▶ [Source records]:
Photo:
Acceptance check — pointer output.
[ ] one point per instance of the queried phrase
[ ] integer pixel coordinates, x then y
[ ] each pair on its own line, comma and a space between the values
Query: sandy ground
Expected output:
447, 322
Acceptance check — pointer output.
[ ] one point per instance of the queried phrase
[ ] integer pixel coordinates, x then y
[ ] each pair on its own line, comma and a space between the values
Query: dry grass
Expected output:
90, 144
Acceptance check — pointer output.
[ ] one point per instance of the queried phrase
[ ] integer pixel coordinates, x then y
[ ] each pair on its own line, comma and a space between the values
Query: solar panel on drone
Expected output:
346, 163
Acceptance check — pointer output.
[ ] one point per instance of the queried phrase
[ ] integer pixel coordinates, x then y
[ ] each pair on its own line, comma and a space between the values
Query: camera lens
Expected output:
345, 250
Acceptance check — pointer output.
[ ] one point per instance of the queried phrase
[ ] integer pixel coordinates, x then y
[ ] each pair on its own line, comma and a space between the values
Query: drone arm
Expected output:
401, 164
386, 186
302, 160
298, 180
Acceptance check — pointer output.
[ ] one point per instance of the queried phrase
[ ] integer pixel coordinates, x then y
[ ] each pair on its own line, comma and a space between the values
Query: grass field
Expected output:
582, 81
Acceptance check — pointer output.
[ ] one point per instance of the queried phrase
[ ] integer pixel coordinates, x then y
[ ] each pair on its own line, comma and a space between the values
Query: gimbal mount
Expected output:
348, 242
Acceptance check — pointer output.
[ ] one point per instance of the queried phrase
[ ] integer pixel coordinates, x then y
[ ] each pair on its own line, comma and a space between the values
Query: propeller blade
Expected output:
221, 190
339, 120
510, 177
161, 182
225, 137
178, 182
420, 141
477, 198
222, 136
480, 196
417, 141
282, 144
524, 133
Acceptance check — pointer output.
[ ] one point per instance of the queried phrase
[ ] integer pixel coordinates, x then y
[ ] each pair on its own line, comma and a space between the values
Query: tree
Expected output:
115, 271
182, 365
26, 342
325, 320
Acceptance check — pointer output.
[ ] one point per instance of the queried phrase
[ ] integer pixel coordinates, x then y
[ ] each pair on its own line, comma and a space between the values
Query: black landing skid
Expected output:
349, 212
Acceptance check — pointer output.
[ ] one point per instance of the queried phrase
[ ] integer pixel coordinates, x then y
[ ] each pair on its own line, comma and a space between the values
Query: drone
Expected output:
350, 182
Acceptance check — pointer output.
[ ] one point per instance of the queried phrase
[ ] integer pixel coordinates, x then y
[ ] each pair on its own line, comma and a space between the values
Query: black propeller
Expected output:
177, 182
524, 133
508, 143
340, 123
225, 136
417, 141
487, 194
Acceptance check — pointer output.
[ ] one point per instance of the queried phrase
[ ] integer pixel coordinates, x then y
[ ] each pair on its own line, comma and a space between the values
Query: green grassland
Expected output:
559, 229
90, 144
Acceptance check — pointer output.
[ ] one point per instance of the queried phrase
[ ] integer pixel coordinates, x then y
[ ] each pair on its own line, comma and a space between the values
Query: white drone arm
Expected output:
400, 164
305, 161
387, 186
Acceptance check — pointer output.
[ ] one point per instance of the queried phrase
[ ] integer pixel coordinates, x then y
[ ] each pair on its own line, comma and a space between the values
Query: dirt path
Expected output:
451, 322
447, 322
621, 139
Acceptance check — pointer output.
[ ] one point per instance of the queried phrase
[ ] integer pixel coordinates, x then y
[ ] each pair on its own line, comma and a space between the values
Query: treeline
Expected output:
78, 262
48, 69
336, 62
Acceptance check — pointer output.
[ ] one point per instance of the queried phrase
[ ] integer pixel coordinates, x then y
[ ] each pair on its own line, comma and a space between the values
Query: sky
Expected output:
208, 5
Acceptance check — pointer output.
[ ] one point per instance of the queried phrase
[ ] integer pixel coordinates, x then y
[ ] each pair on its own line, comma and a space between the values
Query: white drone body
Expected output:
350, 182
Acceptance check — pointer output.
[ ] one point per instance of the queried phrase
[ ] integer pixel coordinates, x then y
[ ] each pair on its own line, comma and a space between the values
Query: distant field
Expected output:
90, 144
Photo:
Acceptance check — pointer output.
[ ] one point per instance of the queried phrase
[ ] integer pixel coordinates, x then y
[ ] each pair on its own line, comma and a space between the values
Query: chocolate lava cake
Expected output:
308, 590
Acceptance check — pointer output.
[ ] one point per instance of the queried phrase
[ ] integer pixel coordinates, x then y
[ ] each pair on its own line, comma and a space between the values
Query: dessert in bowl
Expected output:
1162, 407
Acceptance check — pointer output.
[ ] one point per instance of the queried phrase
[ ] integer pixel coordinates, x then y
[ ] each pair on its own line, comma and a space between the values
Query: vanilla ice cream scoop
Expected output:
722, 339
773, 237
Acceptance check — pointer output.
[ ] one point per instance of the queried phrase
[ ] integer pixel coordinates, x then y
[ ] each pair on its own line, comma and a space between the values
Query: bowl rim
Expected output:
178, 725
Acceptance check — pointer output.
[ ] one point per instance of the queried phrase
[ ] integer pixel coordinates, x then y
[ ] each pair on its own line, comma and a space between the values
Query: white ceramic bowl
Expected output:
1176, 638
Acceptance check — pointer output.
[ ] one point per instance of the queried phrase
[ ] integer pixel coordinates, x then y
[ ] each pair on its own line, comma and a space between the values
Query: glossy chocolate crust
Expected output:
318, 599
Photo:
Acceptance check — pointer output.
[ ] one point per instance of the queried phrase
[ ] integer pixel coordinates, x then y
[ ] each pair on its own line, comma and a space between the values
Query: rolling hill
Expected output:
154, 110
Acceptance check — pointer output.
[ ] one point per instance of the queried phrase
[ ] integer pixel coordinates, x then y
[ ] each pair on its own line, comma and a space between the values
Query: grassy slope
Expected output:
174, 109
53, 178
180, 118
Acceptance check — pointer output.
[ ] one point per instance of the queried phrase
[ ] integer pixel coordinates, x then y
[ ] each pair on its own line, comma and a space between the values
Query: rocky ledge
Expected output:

▶ [Do this]:
How many lines in the rows above contain the word "white", with case counting? Reply with the number alone.

▶ [Worked solution]:
3